**Tasks:**
1 – Decide whether each statement below agrees with the interview on digitization in Asia, answering yes or no and quoting the words of the interview that settle it.
(a) The interview holds that developing Asia is behind in digital.
(b) In markets such as Thailand and Vietnam, social-network penetration is very high.
(c) Korea and Japan are named as the most interesting digital markets in Asia.
2 – Carry on the interview on digitization in Asia from its last sentence.

**Text to read:**

+-------+

Cecilia Ma Zecha: Can you start with some level setting on the similarities and the differences between the advance of digitization in Asia and the rest of the world?
Alan Lau: First, there is no one Asia. Economies are vastly different between Japan, Korea versus China, Indonesia, and India. One of the common myths is people think that developing Asia is behind in digital, and I think it’s, in fact, the other way around.
The poor legacy in these developing Asian markets, whether it is IT or digital penetration, or the traditional retail and banking infrastructure, often means that digital is a great opportunity for the country to leapfrog. The most interesting digital market in Asia is actually not the likes of Korea and Japan, but is more China, Indonesia, and India. These are the markets that are really pushing the boundary and innovating the most.
Gregor Theisen: As a Western European, Asia is the most fascinating market I’ve seen so far, and that’s for three major reasons. First of all, it’s around innovation. That’s not only China—we mentioned all those the companies already—but that’s also happening in all the other markets like India or Indonesia.
The second thing is about how they leapfrog technologies. Most of these markets, even though e-commerce or Internet-banking penetration might be low, like in Thailand and Vietnam, social-network penetration is very, very high. It’s much higher than in some of the developed markets. In these markets, you find unique business systems and ecosystems, which exploit these opportunities.

+-------+

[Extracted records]
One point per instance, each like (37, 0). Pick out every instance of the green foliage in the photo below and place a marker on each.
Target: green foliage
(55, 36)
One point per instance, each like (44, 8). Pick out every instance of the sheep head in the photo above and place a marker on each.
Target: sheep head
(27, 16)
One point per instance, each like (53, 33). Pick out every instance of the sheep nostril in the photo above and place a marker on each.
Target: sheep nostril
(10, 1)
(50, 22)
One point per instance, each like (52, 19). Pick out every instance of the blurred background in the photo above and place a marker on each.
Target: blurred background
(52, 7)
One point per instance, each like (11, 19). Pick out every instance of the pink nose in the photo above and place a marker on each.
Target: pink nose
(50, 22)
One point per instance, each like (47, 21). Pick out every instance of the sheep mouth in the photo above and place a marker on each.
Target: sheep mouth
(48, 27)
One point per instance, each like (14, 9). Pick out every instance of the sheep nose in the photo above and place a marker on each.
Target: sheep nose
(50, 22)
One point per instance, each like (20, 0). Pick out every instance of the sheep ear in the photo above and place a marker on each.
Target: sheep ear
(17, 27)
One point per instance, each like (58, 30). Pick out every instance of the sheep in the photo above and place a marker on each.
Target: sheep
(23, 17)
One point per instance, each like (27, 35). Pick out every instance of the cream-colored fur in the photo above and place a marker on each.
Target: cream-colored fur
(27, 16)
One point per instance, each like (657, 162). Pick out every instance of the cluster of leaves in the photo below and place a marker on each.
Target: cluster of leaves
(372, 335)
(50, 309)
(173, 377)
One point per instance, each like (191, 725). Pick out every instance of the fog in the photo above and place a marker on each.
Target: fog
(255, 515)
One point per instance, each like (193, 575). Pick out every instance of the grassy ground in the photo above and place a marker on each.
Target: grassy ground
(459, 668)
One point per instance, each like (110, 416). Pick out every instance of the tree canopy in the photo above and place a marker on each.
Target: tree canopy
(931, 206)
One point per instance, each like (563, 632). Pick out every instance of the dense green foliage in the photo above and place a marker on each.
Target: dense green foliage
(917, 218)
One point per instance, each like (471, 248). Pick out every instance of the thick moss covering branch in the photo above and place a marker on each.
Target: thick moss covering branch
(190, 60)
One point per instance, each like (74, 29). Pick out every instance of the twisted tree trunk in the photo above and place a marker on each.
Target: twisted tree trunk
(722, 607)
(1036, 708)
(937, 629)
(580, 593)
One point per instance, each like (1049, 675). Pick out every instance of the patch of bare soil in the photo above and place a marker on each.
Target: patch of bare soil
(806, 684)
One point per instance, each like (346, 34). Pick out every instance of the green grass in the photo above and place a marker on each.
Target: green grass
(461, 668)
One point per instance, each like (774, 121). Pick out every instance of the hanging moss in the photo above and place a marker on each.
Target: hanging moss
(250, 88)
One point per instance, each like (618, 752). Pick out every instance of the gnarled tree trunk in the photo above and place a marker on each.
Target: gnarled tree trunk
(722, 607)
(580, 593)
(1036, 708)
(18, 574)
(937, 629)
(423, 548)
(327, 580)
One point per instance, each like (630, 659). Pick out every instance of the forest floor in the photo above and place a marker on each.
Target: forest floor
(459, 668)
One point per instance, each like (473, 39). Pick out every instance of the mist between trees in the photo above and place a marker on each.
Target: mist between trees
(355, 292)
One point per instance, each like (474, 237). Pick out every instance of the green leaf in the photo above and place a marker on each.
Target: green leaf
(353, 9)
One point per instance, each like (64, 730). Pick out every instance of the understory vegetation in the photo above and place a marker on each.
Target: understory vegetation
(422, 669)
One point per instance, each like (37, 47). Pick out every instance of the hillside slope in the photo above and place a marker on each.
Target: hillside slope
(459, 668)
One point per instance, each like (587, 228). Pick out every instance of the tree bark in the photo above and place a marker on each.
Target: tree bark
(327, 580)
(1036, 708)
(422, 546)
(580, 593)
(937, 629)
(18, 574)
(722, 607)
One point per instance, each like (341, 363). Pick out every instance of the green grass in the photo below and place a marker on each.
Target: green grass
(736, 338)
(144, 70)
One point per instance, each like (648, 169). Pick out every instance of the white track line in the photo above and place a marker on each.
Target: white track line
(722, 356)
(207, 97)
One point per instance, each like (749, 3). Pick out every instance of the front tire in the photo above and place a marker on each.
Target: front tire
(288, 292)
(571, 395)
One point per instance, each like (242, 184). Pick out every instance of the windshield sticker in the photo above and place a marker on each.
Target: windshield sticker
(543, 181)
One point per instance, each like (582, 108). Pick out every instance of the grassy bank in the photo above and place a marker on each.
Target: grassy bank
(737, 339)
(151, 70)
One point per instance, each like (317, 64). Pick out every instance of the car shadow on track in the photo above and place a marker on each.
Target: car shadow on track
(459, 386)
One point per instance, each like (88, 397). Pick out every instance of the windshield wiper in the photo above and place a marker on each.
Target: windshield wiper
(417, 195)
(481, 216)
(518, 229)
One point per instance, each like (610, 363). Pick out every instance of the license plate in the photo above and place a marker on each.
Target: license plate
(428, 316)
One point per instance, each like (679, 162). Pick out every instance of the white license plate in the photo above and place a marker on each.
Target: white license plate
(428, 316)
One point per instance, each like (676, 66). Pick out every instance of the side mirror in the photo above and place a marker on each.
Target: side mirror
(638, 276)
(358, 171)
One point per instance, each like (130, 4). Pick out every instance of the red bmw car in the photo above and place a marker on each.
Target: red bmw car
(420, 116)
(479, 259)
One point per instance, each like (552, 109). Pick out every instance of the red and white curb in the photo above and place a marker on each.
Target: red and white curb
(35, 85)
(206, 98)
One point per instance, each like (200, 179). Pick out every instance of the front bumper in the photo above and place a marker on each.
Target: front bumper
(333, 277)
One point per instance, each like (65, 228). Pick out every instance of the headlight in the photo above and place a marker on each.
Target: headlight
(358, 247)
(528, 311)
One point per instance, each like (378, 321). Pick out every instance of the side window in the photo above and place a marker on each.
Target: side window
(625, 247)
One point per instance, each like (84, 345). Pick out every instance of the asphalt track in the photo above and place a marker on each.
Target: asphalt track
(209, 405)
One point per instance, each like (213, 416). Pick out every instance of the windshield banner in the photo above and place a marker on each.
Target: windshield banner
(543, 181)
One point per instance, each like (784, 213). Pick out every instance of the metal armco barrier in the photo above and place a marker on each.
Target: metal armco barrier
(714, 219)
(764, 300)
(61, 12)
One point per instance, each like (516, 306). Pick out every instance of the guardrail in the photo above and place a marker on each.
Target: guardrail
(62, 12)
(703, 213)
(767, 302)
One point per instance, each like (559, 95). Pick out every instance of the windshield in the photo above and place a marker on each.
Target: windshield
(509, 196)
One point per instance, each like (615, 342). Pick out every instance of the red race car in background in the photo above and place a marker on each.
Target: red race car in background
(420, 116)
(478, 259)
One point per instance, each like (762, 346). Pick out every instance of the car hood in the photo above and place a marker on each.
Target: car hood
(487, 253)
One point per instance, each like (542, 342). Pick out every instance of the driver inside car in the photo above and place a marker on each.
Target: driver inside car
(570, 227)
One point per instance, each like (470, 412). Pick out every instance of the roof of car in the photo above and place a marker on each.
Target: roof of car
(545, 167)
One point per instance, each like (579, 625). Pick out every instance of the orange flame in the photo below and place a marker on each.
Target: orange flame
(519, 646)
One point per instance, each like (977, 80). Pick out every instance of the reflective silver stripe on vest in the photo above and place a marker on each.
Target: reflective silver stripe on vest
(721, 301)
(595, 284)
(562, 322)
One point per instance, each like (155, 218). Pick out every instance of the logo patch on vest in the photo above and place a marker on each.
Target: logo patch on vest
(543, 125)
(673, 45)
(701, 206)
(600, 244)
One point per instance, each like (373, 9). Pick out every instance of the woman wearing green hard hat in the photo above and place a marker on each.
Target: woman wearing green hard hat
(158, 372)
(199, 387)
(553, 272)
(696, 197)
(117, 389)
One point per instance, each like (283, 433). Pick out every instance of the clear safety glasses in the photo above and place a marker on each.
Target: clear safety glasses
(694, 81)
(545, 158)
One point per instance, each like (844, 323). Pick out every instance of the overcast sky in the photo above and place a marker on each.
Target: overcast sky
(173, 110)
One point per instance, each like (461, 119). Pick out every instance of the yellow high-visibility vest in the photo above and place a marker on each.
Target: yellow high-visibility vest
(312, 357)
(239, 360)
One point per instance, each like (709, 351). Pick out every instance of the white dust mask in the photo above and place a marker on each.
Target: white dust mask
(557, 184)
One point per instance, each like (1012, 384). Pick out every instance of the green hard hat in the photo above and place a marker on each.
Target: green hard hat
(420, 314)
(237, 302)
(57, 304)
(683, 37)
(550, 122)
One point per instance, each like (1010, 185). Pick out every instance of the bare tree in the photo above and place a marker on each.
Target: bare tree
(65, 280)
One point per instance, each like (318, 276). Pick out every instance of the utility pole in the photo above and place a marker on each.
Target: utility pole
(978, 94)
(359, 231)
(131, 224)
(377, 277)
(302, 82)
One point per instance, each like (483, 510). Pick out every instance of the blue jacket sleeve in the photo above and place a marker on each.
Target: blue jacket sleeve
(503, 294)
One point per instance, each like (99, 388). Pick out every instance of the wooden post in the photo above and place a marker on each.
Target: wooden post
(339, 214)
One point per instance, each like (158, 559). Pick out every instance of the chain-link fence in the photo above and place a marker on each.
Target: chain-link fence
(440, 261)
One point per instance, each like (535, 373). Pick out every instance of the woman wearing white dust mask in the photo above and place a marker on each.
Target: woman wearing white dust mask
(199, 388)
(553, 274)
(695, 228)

+-------+

**Expected results:**
1 –
(a) No: "One of the common myths is people think that developing Asia is behind in digital, and I think it’s, in fact, the other way around."
(b) Yes: "social-network penetration is very, very high."
(c) No: "The most interesting digital market in Asia is actually not the likes of Korea and Japan, but is more China, Indonesia, and India."

2 –
The third reason is that the people in these countries, they’re open to new technology and mobile Internet. That makes it much easier for businesses to capture the opportunities.
Alan Lau: As Gregor said, these users do not have traditionally great services provided, whether it is in retail, banking, or telecom. When digital tech comes up with new business models, it’s often new to these consumers. Therefore, they’re more open-minded.
Cecilia Ma Zecha: India has a population of over 1.2 billion, but there’s still a lot of potential for growth in broadband usage. There is a call for greater digital infrastructure. So there’s still room for digitization to develop in India. Why do you think that that market is leading in innovation?
Alan Lau: If I try to compare India with China, as you said, the digital broadband penetration is still lower, which means that even at this lower level, if we already see this amount of innovation, we definitely can expect more. The other point is, with the attackers in India, they had the opportunity to try something that many Western peers didn’t have the need to try before.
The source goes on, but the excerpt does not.